> [Work order]: Return, word for word, everything in the article on Toronto's vaccine milestone from "While existing vaccines" down to "hadn’t been vaccinated.".

Toronto marks 7M COVID-19 vaccine doses as Tory urges people to get boosters
Published Thursday, May 5, 2022 3:58PM EDT
Last Updated Thursday, May 5, 2022 3:58PM EDT
It was just a year ago that most Torontonians spent their spring scouring Twitter feeds and WhatsApp groups for available vaccine doses to protect against COVID-19.
But on Thursday Toronto officials lauded the success of the local vaccination campaign as the city counted its 7 millionth dose.
“Seven million COVID-19 vaccine doses administered in a city of 3 million people. This is an absolutely incredible accomplishment,” Toronto’s Medical Officer of Health Dr. Eileen de Villa said at a news conference with Mayor John Tory at the Metro Hall vaccine clinic. “I simply cannot say it strongly enough. One year ago if you had told me that we would reach this milestone in Toronto, I don't think I would have believed it.”
Last May most people were scrambling to find a first or second dose of the newly available vaccines at a patchwork of pop-up clinics and mass vaccination sites across the city.
Now, vaccines are readily available at most pharmacies and at the designated city vaccination sites and among those five and up the city has managed to achieve a vaccination rate of 91 per cent for first doses and close to 88 per cent for second doses. Third doses lag behind at around 53.5 per cent among those 5+, though the city points out that among those 18 and over who are currently eligible to get a booster, the number is 65.7 per cent.
While the vaccine campaign has exceeded expectations, Tory said he is still concerned that some people may have become complacent about getting all the shots they are eligible for.
“I'm happy at the fact that Torontonians can see the city and see themselves moving to a different stage of the pandemic where life is a bit closer to normal, but I'm concerned that we still have lots of ground to make up with respect to third and fourth doses in particular, and that people shouldn't conclude that our efforts are over and that their consideration of getting vaccinated is over because it shouldn't be,” Tory said.
COVID-19 infections skyrocketed across Ontario in recent months due to the highly infectious Omicron variant and scientists estimate Ontario is currently seeing around 80 to 90,000 new infections per day. But vaccination, coupled with the fact that Omicron seems to produce less severe illness in many people, has blunted the impact of the virus.
While existing vaccines proved to be less effective at preventing symptomatic infection against Omicron than they were against previous variants, they still did a good job of protecting against severe illness. A recent study by Quebec’s public health institute showed that two doses proved to be up to around 77-85 per cent effective against hospitalization while a third dose boosted protection against hospitalization to around 98-100 per cent.
Tory said his own experience with the virus would likely have been worse if he hadn’t been vaccinated.
“I believe the reason that my symptoms passed in a day and a half at my age was because I had been triple vaccinated. I don't think there's any question about that,” said Tory, who is 67. “Seven days spent at home was way better than seven days spent in the hospital and that continues to be true.”

> [Material shown]:

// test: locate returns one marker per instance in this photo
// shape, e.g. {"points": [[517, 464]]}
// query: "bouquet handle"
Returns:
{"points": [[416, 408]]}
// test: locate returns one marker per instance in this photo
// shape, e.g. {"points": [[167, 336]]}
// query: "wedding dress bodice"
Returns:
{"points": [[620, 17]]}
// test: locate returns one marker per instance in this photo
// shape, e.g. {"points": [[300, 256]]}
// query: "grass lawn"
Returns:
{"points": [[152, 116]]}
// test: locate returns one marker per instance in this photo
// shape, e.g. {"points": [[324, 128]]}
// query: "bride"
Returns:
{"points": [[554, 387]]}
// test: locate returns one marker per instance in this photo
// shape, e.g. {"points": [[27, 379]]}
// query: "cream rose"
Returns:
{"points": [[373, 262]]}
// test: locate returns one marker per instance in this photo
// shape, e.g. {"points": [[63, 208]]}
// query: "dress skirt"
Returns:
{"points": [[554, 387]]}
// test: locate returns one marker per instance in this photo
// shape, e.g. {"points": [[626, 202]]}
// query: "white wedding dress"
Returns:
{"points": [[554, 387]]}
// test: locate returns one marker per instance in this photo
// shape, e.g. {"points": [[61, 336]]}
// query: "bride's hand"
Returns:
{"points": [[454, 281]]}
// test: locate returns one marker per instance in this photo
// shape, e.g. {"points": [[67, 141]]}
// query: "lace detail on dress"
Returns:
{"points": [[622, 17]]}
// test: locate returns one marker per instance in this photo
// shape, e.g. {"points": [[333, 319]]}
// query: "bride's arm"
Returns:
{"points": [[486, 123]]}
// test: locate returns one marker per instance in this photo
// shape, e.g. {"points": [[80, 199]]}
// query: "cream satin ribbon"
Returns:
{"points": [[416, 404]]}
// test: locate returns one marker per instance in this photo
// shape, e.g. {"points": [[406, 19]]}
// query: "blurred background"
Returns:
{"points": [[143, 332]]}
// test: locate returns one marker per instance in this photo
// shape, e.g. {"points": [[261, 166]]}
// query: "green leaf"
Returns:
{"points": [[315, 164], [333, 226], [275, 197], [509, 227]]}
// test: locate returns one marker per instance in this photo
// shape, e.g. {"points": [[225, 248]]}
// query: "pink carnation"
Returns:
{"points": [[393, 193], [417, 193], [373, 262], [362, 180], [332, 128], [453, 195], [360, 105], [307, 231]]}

> [Response area]:
While existing vaccines proved to be less effective at preventing symptomatic infection against Omicron than they were against previous variants, they still did a good job of protecting against severe illness. A recent study by Quebec’s public health institute showed that two doses proved to be up to around 77-85 per cent effective against hospitalization while a third dose boosted protection against hospitalization to around 98-100 per cent.
Tory said his own experience with the virus would likely have been worse if he hadn’t been vaccinated.